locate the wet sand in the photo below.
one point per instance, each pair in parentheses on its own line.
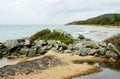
(66,71)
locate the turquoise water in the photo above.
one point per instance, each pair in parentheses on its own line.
(20,31)
(109,71)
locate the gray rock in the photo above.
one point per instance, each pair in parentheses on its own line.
(12,44)
(2,46)
(102,44)
(27,42)
(51,42)
(113,48)
(111,54)
(24,50)
(39,43)
(31,53)
(63,45)
(76,52)
(102,51)
(91,44)
(78,46)
(112,60)
(70,47)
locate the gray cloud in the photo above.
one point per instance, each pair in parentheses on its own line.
(53,11)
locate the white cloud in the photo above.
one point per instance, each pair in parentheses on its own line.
(53,11)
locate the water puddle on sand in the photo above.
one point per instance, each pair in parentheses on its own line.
(109,70)
(5,61)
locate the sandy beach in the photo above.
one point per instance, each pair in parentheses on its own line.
(64,72)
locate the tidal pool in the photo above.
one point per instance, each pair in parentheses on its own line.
(109,70)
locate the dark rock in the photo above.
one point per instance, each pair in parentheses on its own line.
(111,60)
(81,36)
(27,42)
(70,47)
(111,54)
(85,51)
(102,44)
(67,51)
(39,43)
(91,44)
(102,51)
(93,51)
(28,67)
(13,44)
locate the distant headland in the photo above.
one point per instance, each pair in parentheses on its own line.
(105,19)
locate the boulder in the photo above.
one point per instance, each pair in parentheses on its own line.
(113,48)
(85,51)
(64,33)
(67,51)
(24,50)
(39,43)
(111,60)
(91,44)
(2,46)
(27,42)
(102,51)
(70,47)
(63,45)
(111,54)
(102,44)
(13,44)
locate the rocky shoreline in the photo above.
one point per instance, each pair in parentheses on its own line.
(81,46)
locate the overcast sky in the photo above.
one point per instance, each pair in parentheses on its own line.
(53,11)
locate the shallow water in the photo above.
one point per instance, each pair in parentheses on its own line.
(109,71)
(5,61)
(92,32)
(8,32)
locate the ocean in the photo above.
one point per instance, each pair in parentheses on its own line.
(8,32)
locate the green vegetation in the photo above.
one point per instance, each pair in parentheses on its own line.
(115,40)
(46,34)
(106,19)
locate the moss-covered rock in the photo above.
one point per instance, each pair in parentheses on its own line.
(46,34)
(115,40)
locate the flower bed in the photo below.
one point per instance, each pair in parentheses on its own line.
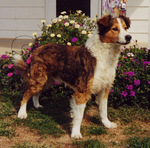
(132,83)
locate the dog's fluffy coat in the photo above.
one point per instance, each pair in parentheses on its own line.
(89,69)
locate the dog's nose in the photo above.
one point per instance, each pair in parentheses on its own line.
(128,38)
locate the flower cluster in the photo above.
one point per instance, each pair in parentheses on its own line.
(73,29)
(132,83)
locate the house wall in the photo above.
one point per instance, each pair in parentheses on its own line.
(23,17)
(20,17)
(138,11)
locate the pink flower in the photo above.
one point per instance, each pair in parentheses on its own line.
(16,72)
(130,74)
(74,39)
(56,83)
(137,82)
(29,49)
(26,52)
(10,66)
(28,61)
(111,91)
(119,64)
(10,74)
(124,93)
(129,87)
(132,93)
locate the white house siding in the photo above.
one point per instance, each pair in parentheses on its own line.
(138,11)
(20,17)
(23,17)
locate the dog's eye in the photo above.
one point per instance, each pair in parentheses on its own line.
(115,29)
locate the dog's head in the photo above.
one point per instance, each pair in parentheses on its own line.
(114,30)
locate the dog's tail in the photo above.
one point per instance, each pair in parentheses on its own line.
(20,65)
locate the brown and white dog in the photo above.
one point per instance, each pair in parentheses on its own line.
(89,69)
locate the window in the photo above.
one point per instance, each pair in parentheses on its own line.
(72,6)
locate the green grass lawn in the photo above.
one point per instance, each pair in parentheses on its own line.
(52,124)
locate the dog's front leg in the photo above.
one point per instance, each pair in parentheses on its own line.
(77,112)
(102,101)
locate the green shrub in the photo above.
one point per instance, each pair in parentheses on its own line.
(136,142)
(90,144)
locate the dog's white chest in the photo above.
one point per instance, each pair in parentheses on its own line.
(104,72)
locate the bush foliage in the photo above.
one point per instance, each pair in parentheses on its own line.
(132,83)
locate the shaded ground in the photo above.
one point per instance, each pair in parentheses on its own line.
(112,138)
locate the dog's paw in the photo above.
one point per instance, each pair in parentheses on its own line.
(22,115)
(109,124)
(38,106)
(76,135)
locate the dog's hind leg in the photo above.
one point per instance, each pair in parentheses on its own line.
(102,100)
(36,84)
(36,103)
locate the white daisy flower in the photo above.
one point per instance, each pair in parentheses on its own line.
(66,24)
(77,26)
(43,21)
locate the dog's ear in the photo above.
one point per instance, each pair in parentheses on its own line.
(104,20)
(126,20)
(104,24)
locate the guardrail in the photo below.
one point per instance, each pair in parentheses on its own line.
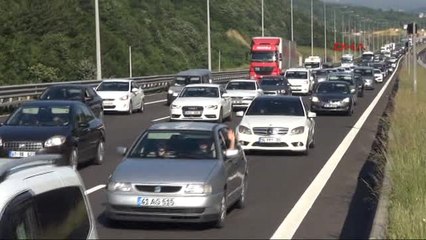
(16,94)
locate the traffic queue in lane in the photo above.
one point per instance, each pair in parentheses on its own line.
(150,201)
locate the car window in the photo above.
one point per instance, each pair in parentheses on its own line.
(179,144)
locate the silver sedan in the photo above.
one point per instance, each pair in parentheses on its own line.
(179,172)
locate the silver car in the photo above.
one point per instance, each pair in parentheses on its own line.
(179,172)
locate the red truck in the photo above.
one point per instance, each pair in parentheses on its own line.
(266,57)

————

» DESCRIPTION OF THE TASK: Retype the records above exactly, starting at the line that contains "locate the dog's front" and going through the last line, and leave out any pictures.

» THE RESULT:
locate the dog's front leg in the photo above.
one point per instance, each pair in parentheses on its own line.
(77,112)
(102,101)
locate the green shrub in the photo above.
one point per instance, each pair in parentheses on its own line.
(136,142)
(90,144)
locate the dog's white chest in the photo above.
one point per instance, each pair in parentheses on its own line.
(104,72)
locate the bush foliage in the photo above.
one point per instance, each pair in parentheses on its own line.
(132,83)
locate the shaded ground in the photo above.
one point per instance, each pair in parentheses on its own line.
(112,138)
locate the dog's paw in the photo above.
one point per instance, each pair in parentheses on its own line.
(22,115)
(109,124)
(38,106)
(76,135)
locate the dog's hind leg in the photo above.
one point per instance, each pair in parentheses on its own line.
(102,100)
(36,84)
(36,103)
locate the white daisy flower in the photo above.
one point per instance, each pair in parentheses on its own line.
(66,24)
(77,26)
(43,21)
locate the dog's ear in the photo above.
one point per instance, each pair in parentheses on its own line.
(104,20)
(126,20)
(104,24)
locate the guardrail in the photo below.
one point per instance, each pair in parentheses on its own line.
(16,94)
locate the traffic queue in lane in the photo above.
one point per instance, each pair in parentheses on its own line.
(150,201)
locate the car window in the photo above.
one point per instance, each pair in parentheses on its own line.
(179,144)
locate the silver sedan in the photo above.
one point per instance, each pair in parentheses on its own line.
(179,172)
locate the silver car in the photo above.
one point per instance, each pair in parentheses on its own line.
(179,172)
locate the red truck in the photo above.
one point per instance, each pair in parentheses on its own line.
(266,57)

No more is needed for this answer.